Extract -
======
I should more outgoing
I thought I should be more outgoing because I’ve always been a friendly person. But an article Called The Power of Shyness from Time Magazine changed that for me. I learned to embrace that I’m actually more introverted and enjoy spending time alone. I like spending time with my family, and being with small groups of people where I can have more meaningful conversations. Extroverts are great too and the two types of people work well together. It’s OK to be either/or – it’s whatever makes you the happiest.
People should treat me the way I treat them
Getting rid of the shoulds we have for other people will also free us from unwanted stress because we can’t control what people say or do, but we can control getting upset about other people’s behaviors. People will never know if we’re mad at them, but we’ll know because our well being will suffer.
Keep the shoulds you want and get rid of the one’s you don’t want
I should exercise more
If you think you should exercise more and you actually want to, then make a plan with 2-3 steps to make sure it happens.
======
Given records -
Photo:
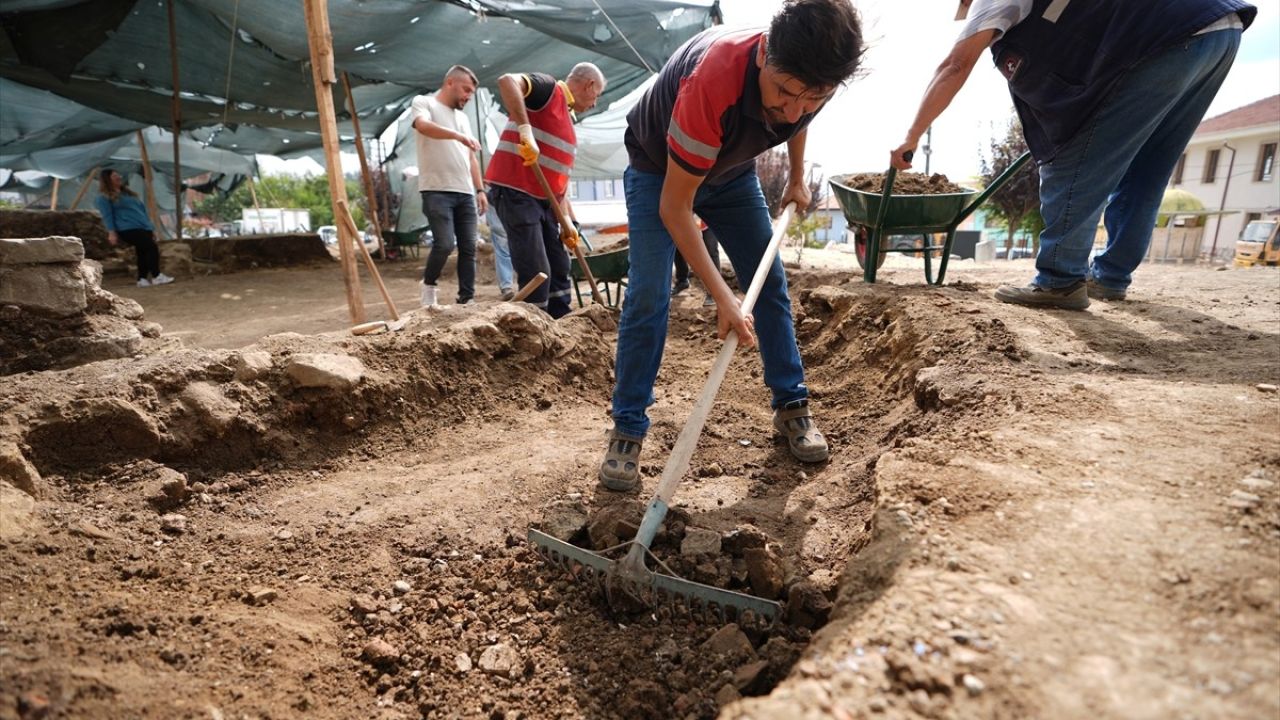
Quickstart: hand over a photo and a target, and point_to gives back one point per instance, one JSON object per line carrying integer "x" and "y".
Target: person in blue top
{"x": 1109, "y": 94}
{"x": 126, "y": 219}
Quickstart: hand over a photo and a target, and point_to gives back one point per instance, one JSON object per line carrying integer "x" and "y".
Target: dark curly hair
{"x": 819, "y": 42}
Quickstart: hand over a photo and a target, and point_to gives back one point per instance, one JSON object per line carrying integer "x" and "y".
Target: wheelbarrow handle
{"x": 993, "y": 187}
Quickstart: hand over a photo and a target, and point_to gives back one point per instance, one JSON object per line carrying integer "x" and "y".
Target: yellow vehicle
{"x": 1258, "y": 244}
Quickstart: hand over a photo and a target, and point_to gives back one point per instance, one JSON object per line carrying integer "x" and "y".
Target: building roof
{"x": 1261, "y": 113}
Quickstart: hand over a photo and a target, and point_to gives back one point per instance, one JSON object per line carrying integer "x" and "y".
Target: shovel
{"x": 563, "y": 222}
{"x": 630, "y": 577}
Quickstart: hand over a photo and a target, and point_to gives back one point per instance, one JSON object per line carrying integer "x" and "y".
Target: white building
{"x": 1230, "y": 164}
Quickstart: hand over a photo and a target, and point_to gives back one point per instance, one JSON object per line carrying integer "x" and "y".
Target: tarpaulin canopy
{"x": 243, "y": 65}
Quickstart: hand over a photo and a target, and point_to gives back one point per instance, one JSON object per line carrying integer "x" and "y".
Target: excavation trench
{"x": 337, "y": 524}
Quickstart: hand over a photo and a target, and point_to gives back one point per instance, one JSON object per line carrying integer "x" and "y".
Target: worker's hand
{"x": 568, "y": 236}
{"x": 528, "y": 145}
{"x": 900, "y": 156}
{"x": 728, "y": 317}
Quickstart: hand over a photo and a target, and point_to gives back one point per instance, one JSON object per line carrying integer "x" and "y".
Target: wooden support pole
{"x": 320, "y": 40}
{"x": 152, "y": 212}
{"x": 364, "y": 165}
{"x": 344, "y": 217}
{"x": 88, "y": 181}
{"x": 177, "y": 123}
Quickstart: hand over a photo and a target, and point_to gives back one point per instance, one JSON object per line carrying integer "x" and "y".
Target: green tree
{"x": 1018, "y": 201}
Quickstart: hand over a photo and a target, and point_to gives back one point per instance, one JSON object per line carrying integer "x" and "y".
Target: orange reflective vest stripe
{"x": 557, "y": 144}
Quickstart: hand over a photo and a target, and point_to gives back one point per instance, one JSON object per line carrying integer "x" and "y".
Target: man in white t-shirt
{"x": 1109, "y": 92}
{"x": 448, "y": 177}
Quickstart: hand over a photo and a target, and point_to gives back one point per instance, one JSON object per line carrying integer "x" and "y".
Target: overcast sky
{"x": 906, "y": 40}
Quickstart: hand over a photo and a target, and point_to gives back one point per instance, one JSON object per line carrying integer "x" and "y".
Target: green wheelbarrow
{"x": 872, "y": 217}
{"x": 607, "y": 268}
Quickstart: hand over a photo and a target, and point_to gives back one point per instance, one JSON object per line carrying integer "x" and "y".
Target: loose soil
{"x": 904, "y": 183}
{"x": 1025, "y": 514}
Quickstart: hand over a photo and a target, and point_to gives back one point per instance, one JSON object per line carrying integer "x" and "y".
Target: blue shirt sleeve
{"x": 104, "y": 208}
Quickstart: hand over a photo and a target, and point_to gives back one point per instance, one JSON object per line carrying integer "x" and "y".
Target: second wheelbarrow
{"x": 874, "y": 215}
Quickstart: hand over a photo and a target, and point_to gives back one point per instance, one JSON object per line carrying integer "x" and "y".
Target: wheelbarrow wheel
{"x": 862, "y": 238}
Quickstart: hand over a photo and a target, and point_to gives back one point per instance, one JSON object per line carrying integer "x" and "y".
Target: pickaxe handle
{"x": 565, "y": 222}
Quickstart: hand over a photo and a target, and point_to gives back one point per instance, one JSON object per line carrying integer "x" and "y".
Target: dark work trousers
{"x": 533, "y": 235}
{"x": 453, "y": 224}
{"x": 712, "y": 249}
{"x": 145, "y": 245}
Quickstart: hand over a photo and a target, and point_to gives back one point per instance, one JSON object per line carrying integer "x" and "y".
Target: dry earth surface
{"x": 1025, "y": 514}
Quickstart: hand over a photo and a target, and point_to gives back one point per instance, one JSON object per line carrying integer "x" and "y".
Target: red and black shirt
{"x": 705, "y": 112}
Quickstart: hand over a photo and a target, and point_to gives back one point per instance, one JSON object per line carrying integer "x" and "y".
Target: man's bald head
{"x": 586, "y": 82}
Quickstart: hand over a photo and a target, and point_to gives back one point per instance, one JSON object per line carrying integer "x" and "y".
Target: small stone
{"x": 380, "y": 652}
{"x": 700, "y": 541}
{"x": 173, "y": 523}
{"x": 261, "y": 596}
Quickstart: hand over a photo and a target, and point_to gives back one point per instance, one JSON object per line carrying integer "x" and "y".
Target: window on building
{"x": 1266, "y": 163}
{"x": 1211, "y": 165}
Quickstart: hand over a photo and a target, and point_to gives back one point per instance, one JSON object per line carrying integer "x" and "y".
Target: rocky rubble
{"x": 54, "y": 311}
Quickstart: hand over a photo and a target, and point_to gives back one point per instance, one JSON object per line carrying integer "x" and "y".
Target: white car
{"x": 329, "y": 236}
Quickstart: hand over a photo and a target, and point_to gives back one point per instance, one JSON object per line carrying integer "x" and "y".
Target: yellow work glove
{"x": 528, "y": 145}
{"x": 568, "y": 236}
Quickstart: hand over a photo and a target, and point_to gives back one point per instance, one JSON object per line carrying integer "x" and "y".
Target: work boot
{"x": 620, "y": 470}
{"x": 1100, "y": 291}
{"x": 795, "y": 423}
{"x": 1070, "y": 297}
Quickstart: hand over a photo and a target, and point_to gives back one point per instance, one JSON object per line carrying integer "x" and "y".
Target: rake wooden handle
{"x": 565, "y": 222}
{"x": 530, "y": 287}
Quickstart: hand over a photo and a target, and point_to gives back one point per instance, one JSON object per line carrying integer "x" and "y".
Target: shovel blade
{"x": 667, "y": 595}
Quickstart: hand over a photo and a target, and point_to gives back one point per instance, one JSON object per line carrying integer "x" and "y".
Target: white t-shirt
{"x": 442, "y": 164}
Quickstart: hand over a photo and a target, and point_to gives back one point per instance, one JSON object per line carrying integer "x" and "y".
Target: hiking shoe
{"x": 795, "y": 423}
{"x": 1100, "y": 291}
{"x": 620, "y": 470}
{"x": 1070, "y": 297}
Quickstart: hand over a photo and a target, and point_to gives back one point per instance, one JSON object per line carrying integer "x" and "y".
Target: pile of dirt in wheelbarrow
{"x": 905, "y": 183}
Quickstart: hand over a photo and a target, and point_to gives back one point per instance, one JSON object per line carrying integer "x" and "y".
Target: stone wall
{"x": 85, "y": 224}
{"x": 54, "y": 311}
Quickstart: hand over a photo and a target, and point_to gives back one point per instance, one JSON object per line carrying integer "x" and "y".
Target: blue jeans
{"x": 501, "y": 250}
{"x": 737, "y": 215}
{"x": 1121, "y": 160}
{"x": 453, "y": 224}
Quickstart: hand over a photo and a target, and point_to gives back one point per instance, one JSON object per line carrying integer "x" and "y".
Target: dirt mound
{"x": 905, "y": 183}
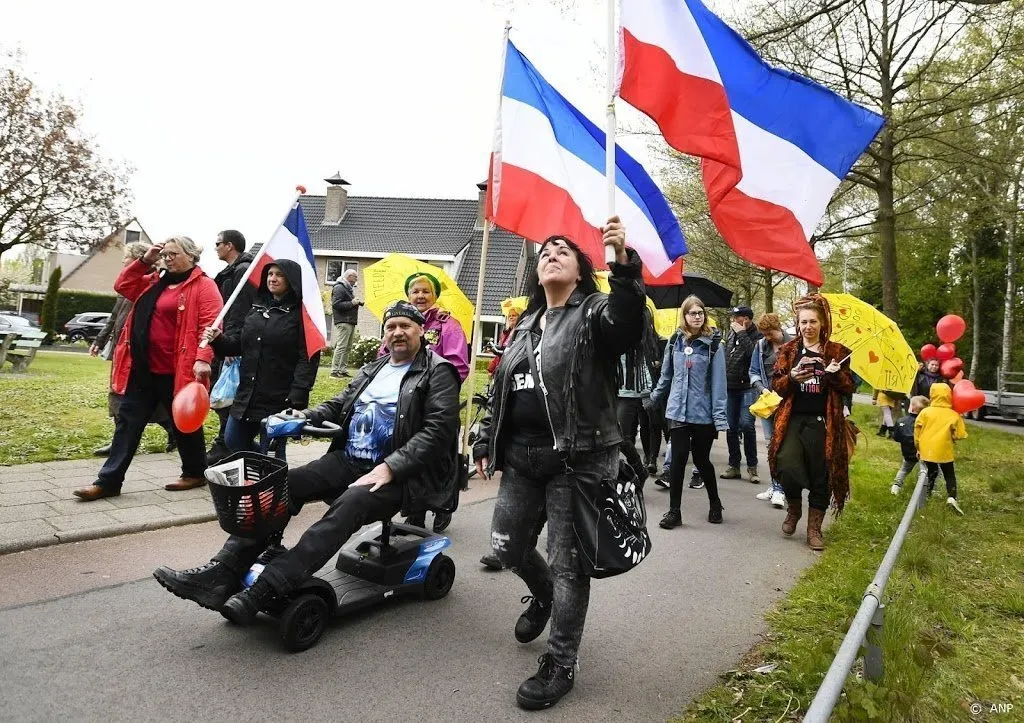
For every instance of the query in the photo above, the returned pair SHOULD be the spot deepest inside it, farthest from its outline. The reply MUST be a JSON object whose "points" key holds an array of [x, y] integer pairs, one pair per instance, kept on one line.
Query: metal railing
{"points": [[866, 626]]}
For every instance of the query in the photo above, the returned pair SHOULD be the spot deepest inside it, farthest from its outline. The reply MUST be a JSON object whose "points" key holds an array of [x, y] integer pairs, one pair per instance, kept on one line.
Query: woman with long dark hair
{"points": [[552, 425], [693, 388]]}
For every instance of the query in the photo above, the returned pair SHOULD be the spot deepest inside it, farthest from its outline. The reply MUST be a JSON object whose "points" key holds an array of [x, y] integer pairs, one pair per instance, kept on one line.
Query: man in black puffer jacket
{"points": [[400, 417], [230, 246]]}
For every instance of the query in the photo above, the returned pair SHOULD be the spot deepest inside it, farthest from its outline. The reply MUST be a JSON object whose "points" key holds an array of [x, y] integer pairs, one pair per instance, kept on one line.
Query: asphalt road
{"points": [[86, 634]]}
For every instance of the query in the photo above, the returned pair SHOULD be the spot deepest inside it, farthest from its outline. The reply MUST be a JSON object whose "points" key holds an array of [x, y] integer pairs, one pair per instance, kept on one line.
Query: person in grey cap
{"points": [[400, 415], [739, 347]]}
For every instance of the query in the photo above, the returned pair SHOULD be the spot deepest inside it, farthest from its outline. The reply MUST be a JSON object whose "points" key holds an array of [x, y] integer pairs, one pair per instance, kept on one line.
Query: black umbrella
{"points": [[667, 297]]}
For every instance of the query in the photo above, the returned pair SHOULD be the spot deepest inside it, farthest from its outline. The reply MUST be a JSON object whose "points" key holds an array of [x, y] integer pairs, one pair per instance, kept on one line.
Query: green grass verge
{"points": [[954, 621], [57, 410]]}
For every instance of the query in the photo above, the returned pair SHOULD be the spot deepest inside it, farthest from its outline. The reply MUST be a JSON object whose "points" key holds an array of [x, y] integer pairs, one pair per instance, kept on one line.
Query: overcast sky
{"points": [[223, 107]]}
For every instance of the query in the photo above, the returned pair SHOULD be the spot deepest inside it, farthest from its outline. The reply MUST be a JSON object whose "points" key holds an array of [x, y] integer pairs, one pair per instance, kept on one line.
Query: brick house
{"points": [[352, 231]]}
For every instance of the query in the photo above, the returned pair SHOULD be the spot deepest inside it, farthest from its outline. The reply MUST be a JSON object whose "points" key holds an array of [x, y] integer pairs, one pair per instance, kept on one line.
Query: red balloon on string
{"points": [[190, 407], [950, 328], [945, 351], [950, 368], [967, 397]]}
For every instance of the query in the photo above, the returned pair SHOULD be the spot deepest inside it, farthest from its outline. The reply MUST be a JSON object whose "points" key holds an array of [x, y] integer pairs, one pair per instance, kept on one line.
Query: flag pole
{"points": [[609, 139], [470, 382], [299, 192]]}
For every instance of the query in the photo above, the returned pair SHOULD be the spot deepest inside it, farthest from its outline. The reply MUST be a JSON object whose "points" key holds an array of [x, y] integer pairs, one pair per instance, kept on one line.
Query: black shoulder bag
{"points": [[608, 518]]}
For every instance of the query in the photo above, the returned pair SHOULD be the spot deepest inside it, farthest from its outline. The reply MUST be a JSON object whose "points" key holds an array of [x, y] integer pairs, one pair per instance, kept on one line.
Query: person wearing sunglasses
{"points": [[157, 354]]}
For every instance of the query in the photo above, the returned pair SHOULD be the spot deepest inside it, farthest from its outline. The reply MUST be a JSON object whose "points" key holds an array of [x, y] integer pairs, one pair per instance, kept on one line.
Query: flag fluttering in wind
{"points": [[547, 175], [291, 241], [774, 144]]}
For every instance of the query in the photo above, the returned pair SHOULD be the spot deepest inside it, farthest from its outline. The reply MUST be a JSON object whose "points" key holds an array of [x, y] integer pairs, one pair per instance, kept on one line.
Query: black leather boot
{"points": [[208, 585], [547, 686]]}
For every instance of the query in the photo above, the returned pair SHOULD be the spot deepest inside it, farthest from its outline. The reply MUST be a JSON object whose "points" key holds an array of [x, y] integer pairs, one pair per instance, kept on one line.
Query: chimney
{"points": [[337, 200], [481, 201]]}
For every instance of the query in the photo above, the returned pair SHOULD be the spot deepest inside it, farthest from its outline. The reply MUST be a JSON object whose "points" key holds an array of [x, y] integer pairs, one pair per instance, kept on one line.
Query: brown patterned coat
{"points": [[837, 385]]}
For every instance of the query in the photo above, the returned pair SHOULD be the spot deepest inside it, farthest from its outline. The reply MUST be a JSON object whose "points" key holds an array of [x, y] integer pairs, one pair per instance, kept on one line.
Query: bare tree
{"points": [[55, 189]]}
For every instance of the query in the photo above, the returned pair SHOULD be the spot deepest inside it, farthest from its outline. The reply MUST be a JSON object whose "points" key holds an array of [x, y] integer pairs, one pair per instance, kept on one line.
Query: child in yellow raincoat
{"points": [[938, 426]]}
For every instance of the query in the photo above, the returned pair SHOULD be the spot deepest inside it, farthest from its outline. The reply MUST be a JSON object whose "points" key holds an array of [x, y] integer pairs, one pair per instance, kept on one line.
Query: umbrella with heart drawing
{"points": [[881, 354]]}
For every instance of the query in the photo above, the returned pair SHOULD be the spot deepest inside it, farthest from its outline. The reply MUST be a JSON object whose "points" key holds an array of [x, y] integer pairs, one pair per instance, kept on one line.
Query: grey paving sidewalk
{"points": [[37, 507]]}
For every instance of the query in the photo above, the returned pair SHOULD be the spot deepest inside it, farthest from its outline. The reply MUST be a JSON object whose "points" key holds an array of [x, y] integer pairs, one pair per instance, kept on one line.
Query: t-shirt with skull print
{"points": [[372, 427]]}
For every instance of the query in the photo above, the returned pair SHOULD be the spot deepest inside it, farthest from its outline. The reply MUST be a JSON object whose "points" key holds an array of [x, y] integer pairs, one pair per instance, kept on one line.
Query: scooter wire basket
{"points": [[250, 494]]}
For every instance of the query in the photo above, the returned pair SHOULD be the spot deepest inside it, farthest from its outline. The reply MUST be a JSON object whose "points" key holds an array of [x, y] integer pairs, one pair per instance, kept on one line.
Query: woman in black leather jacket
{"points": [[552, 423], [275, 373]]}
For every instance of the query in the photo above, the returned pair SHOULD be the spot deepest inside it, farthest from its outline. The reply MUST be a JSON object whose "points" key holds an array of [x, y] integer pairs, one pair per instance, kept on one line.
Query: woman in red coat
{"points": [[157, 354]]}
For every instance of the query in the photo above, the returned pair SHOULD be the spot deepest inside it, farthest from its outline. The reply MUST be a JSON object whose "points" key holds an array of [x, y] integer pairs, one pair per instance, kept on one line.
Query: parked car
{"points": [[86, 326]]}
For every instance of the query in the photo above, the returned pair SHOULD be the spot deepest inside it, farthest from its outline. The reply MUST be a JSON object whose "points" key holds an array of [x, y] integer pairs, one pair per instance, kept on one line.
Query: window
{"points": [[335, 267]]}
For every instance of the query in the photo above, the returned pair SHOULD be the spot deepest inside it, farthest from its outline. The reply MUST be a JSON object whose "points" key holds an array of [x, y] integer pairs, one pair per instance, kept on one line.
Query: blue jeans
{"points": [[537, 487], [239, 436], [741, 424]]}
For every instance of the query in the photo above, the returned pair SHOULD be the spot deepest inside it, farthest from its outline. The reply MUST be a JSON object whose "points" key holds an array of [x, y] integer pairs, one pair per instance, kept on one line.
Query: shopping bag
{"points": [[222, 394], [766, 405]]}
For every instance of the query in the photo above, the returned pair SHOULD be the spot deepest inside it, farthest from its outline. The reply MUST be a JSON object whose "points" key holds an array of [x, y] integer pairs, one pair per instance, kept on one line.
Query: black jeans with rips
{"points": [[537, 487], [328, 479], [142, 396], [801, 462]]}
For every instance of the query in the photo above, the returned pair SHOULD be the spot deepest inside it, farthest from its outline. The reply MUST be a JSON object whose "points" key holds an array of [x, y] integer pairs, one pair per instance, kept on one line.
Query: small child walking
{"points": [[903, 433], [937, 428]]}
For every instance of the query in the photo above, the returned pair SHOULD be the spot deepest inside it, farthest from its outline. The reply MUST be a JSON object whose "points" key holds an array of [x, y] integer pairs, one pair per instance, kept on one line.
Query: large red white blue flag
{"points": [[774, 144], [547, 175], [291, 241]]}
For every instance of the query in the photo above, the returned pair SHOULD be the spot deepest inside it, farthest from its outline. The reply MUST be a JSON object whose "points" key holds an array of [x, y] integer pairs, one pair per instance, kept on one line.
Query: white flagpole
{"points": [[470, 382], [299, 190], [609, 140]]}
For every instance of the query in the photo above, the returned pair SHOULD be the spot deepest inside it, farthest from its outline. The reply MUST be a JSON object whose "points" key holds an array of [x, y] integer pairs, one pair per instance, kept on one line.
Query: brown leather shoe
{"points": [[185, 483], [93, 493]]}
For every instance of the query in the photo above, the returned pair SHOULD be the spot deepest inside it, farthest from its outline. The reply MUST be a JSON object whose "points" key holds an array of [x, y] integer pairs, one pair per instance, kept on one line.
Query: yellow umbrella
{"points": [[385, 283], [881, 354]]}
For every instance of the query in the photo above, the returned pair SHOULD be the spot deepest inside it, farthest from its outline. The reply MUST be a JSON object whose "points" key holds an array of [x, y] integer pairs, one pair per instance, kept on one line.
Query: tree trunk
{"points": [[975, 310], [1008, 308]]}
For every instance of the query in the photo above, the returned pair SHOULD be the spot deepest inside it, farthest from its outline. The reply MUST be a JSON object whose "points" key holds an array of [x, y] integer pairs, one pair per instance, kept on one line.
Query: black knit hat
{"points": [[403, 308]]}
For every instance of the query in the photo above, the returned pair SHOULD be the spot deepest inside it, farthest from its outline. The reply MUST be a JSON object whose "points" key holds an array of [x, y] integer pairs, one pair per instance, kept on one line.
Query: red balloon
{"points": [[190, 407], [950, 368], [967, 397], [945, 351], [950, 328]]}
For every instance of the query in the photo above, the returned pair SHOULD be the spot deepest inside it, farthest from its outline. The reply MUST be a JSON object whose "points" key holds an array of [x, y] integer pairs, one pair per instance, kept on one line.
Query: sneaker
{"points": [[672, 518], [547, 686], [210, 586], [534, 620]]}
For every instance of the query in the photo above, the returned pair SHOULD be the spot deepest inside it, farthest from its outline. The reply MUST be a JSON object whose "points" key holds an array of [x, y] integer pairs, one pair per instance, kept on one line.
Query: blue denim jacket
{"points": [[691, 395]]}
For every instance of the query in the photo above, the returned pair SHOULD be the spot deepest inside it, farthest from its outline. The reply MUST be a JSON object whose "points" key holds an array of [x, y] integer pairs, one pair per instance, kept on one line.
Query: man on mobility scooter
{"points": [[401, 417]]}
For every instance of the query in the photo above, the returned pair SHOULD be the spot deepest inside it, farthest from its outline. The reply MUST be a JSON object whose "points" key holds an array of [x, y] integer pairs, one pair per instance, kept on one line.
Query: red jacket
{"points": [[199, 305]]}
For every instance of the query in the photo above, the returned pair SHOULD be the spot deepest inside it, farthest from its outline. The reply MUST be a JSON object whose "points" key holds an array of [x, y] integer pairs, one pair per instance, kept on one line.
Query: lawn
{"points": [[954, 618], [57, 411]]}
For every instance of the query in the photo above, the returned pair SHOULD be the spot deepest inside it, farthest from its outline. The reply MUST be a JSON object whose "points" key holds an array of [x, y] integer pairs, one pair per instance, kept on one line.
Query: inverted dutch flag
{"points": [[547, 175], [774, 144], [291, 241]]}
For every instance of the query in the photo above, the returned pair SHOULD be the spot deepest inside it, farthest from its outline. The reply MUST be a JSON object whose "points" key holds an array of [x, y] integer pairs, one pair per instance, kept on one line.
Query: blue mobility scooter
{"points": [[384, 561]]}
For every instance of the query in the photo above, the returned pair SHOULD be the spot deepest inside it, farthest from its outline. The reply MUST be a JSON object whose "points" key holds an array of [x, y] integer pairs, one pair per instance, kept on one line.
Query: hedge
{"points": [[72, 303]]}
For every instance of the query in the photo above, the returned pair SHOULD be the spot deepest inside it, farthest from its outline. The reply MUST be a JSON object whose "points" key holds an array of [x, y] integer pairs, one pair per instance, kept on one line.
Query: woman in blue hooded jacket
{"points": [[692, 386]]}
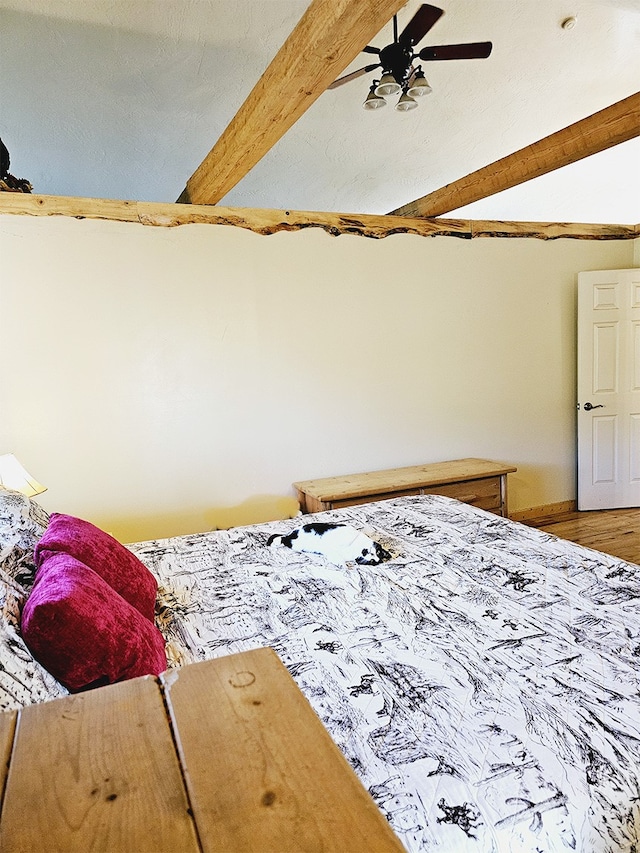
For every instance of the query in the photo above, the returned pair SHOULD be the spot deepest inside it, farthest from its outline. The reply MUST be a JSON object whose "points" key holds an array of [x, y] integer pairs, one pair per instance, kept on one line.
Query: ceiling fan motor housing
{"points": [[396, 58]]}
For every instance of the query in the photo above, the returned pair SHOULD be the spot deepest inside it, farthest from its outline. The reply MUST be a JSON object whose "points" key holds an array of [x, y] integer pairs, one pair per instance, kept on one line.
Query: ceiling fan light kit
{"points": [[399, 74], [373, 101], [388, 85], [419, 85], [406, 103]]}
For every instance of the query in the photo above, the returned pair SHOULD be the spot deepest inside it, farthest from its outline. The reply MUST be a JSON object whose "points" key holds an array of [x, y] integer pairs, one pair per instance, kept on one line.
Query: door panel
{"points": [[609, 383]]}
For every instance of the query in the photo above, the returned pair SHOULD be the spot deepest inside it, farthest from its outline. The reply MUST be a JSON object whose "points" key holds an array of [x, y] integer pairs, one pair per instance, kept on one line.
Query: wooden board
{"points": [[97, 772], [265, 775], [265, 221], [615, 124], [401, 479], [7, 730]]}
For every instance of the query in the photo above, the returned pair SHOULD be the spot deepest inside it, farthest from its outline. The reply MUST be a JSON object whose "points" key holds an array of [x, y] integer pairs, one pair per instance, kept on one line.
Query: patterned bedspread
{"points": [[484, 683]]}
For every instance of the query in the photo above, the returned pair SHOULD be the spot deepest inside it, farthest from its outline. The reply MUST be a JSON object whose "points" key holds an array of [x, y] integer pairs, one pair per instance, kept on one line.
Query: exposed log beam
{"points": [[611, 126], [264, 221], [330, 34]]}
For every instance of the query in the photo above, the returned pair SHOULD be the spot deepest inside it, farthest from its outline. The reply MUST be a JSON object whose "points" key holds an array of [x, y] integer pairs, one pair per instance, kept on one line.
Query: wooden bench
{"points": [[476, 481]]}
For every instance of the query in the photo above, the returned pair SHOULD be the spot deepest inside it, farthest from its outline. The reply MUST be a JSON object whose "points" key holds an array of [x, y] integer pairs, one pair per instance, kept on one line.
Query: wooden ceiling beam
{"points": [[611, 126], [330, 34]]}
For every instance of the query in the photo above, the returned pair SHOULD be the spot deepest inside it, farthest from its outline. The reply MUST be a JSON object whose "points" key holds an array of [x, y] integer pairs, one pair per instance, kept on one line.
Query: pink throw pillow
======
Exercise objective - Repeat the whole passage about shoulds word for word. None of the items matter here.

Expected answer -
I should more outgoing
I thought I should be more outgoing because I’ve always been a friendly person. But an article Called The Power of Shyness from Time Magazine changed that for me. I learned to embrace that I’m actually more introverted and enjoy spending time alone. I like spending time with my family, and being with small groups of people where I can have more meaningful conversations. Extroverts are great too and the two types of people work well together. It’s OK to be either/or – it’s whatever makes you the happiest.
People should treat me the way I treat them
Getting rid of the shoulds we have for other people will also free us from unwanted stress because we can’t control what people say or do, but we can control getting upset about other people’s behaviors. People will never know if we’re mad at them, but we’ll know because our well being will suffer.
Keep the shoulds you want and get rid of the one’s you don’t want
I should exercise more
If you think you should exercise more and you actually want to, then make a plan with 2-3 steps to make sure it happens.